Available records:
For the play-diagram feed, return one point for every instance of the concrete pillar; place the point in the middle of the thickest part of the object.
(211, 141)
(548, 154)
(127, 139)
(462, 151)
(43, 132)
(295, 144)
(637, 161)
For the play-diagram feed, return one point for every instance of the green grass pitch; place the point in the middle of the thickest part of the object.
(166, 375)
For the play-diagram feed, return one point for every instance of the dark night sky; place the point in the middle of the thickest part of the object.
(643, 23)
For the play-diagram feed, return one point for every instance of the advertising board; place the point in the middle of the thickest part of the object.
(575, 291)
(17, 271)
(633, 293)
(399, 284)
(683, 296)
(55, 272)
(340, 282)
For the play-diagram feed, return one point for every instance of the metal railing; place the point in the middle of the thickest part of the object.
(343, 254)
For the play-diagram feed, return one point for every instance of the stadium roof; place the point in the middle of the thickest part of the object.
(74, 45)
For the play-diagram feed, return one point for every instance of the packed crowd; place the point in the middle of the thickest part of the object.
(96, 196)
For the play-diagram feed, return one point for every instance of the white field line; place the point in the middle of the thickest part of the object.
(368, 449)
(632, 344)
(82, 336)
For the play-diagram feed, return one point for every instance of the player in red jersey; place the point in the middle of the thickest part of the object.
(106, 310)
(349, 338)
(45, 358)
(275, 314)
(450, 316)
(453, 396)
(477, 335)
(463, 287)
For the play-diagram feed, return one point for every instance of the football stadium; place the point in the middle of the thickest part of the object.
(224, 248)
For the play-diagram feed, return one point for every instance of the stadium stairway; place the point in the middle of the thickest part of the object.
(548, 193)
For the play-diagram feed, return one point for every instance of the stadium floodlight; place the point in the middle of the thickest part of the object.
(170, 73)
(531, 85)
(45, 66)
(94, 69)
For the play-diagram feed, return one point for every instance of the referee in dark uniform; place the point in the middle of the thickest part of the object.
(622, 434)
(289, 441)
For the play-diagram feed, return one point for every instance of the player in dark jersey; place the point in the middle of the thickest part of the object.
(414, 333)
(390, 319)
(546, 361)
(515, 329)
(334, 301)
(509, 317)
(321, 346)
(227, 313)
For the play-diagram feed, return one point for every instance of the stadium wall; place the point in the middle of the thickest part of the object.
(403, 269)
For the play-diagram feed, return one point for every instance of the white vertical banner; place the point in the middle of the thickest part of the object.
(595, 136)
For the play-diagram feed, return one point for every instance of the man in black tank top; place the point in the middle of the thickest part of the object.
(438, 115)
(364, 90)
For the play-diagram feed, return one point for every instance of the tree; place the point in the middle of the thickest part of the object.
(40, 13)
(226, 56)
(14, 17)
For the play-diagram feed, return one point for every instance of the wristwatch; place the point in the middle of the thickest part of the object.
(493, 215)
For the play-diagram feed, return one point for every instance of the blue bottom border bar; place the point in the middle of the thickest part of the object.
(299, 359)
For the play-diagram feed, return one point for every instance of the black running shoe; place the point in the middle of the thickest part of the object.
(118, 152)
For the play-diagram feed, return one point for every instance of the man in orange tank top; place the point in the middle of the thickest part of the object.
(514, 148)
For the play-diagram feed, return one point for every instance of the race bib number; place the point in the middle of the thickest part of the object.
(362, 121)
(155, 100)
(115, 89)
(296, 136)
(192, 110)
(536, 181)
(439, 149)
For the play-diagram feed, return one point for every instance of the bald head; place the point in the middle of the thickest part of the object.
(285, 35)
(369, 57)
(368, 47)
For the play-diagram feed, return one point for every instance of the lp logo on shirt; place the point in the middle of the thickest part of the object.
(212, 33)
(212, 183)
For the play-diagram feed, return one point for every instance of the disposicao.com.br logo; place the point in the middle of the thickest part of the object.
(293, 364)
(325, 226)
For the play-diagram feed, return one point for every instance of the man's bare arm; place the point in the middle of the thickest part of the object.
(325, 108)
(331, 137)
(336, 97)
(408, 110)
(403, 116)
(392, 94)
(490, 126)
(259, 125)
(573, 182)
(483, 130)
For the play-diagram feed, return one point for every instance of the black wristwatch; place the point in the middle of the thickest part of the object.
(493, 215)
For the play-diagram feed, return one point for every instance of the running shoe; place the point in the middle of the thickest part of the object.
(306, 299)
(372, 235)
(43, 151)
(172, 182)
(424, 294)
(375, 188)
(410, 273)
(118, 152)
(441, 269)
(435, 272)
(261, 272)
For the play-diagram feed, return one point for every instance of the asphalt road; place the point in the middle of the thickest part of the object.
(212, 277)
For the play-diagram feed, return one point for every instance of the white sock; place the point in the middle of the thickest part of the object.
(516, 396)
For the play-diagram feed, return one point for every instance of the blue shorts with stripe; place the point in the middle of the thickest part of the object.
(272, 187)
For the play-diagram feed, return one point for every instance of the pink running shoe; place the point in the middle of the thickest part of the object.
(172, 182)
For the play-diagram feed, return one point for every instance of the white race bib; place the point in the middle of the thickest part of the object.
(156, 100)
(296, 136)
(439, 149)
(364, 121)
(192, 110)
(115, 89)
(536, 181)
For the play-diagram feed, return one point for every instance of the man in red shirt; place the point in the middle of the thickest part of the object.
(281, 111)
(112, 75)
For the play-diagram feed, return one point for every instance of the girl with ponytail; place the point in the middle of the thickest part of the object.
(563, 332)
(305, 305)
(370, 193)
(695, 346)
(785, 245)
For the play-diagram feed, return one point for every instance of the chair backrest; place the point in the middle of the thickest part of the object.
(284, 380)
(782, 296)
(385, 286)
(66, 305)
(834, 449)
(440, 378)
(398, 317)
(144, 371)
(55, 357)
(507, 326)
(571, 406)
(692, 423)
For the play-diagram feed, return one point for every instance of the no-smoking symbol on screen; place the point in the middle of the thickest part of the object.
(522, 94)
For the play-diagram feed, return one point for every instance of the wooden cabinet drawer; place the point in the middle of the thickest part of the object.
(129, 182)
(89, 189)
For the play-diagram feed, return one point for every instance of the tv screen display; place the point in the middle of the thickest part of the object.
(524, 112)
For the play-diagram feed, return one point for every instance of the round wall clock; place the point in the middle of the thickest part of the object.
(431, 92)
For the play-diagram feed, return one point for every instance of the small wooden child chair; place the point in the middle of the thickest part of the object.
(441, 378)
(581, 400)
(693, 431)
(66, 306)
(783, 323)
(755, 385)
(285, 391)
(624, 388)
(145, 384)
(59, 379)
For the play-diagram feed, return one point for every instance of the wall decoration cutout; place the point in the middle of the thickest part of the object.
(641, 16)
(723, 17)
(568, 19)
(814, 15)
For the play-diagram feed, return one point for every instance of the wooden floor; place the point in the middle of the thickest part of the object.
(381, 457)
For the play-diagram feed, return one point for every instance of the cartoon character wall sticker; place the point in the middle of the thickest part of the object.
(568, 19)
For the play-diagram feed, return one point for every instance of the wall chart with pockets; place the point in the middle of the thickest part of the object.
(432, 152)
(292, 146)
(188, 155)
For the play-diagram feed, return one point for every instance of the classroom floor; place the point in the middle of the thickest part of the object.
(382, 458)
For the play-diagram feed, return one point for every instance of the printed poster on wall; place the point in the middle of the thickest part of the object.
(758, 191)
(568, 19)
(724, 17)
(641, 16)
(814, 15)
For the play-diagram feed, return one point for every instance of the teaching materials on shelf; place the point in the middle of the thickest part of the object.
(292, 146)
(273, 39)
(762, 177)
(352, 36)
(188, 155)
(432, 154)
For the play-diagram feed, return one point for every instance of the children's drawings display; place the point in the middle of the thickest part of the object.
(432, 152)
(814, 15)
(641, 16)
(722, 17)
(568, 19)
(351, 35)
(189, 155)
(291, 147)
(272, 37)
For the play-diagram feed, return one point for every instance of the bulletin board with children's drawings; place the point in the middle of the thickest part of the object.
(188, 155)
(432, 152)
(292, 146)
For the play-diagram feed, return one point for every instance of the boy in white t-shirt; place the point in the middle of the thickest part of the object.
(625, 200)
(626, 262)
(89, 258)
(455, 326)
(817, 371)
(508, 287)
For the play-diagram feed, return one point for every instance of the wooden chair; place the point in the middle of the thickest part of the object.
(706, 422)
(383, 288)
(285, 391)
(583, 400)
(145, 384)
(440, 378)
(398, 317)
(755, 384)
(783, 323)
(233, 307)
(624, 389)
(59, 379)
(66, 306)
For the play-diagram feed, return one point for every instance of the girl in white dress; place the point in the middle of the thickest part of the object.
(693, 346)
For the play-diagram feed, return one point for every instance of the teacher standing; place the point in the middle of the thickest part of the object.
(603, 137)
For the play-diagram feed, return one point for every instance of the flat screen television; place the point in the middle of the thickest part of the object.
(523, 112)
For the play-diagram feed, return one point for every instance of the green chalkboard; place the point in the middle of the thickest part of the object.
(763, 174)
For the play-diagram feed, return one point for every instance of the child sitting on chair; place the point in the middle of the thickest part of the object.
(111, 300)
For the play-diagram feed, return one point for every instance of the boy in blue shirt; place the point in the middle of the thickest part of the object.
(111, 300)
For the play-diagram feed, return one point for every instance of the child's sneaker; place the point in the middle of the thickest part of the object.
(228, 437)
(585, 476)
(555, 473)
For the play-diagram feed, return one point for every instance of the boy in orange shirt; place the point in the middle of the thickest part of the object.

What the exercise asks: Write out exactly the final stretch of the records: the line containing "of the child's" and every line after it, through the last, and nothing else.

Solution to this problem:
For the play-diagram feed, return one point for every instance of the child's sneaker; place the point in the middle of the thickest part of the object.
(228, 437)
(585, 476)
(555, 473)
For the play-diagram feed, return one point for every instance of the boy in orange shirt; place the point in the middle of the thickest part of the object.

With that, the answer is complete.